▸ **EXERCICE PROPOSÉ A**
Déterminez si les affirmations suivantes concordent avec le passage sur Gabriel Commanda ; pour chacune, répondez par oui ou non et citez mot pour mot le segment du texte qui tranche. (i) Gabriel Commanda est connu de la plupart des gens. (ii) Des élèves du primaire et du secondaire prennent part à une marche annuelle portant son nom. (iii) Commanda se rendait en groupe sur les lieux d’exploration.
▸ **EXERCICE PROPOSÉ B**
Reprenez le texte consacré à Gabriel Commanda et prolongez-le à partir de sa dernière phrase.

Une rupture et des relations conflictuelles

Cela dit, il est indéniable qu’il y a eu, à divers moments de l’histoire, rupture dans les relations. La coopération et le bon voisinage ont laissé place à la méfiance, à la construction de préjugés, parfois même à une hostilité ouverte.

L’algonquin Gabriel Commanda, un modèle de collaboration

L’algonquin Gabriel Commanda est assurément inconnu pour la plupart d’entre nous. À Val-d’Or toutefois, il est un personnage célèbre. Les élèves du primaire et du secondaire participent nombreux depuis les dernières années à une marche annuelle qui porte son nom. Gabriel Commanda représente un modèle de bon voisinage et de colla­boration. Jean Ferguson, auteur d’une biographie romancée du personnage (Ferguson, 2003) raconte que « Commanda avait une manière bien personnelle de chercher et de découvrir des veines minérales : (…) Commanda partait seul en canot…rendu au lieu d’exploration, il commençait par une incantation. Ensuite, à l’aide d’un bâton en forme de fourche ansée qu’il avait découpé dans un panache d’orignal, il marchait sur le terrain et, là où il le plantait, on pouvait être sûr de trouver une veine minérale importante. »

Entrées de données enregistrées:

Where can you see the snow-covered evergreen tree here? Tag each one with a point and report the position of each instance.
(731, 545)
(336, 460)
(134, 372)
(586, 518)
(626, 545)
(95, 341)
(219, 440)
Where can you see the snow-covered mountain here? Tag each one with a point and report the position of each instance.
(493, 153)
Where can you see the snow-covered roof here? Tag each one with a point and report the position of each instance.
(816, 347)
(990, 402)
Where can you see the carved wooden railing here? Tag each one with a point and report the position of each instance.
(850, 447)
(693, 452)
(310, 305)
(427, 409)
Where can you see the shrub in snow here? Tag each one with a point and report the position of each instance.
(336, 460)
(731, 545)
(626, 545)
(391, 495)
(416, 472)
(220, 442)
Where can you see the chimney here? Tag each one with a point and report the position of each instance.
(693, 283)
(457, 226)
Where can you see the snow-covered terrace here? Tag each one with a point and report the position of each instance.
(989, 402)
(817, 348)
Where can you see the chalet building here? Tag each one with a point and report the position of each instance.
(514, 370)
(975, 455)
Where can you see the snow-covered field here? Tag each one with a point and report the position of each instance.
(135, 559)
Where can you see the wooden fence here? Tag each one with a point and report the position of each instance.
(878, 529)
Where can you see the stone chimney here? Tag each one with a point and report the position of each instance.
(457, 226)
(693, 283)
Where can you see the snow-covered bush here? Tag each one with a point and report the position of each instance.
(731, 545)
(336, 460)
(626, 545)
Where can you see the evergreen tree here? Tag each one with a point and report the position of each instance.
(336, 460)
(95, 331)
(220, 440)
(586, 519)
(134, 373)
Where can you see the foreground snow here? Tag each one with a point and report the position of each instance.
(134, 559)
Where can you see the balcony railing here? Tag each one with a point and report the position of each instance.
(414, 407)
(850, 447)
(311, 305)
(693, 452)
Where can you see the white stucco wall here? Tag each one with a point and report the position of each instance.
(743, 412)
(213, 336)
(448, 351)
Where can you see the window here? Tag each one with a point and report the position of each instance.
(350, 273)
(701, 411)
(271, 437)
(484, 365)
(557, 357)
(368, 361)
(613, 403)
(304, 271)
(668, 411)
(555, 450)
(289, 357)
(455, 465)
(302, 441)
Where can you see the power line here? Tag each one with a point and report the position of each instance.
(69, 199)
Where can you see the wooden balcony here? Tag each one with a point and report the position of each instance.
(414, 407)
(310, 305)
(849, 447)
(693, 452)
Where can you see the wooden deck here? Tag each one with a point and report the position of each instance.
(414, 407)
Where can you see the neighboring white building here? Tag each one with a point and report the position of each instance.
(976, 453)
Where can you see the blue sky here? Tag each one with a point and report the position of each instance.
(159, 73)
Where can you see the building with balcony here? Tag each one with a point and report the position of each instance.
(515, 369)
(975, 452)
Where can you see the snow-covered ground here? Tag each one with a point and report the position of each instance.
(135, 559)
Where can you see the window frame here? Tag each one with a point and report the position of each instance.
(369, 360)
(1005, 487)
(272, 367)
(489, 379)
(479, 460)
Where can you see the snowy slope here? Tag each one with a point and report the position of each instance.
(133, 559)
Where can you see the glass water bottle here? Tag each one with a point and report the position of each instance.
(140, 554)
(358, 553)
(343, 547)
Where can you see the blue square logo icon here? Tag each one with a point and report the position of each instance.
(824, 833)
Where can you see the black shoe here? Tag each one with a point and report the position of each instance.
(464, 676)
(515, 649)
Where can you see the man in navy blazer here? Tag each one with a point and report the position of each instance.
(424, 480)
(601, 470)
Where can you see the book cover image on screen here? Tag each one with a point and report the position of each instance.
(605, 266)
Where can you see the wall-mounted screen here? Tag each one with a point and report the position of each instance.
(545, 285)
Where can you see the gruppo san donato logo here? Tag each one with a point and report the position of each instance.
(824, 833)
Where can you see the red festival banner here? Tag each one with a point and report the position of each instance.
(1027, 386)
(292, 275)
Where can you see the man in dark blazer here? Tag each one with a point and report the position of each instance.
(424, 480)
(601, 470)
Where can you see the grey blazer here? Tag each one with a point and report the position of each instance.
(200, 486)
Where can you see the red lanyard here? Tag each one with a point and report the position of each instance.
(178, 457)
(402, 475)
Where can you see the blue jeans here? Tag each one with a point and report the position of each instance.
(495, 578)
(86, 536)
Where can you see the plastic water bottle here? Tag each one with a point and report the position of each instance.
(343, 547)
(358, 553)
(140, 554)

▸ **RÉPONSE A**
(i) Non : « L’algonquin Gabriel Commanda est assurément inconnu pour la plupart d’entre nous. »
(ii) Oui : « Les élèves du primaire et du secondaire participent nombreux depuis les dernières années à une marche annuelle qui porte son nom. »
(iii) Non : « Commanda partait seul en canot »

▸ **RÉPONSE B**
Une des rares photos de l’algonquin Gabriel Commanda, trappeur, guide et prospecteur.

Credit photo: Bibliothèque, UQAT

Un recueil des récits de vie des aînés de la communauté algonquine de Pikogan publié en 2011 par des chercheuses de l’Université du Québec en Abitibi-Témiscamingue (Loiselle et all., 2011) confirme qu’il y a bel et bien eu entraide au tout début entre les Autochtones et les « colons agriculteurs blancs » durant la période de colonisation de la région. Certains de ces aînés déplorent que cette réalité ne soit pas mieux connue. Plusieurs des premiers colons étaient très pauvres, vivaient dans la misère et étaient mal vêtus pour affronter le climat rigoureux de l’Abitibi. L’entraide aurait été mutuelle. Toutefois tel que l’indique l’étude :

Les blessures, les déceptions, voire la frustration des aînés au sujet du morcellement et de la dépossession de leur territoire par le gouvernement est palpable dans les récits recueillis (…). Le mécontentement et la déception des répondants s’expriment davantage à l’égard de la politique du gouvernement que des colons eux-mêmes qui, selon leurs propos, ont aussi souffert de la politique de colonisation, quoique de façon différente des Abitibiwinnik.

Loiselle et all.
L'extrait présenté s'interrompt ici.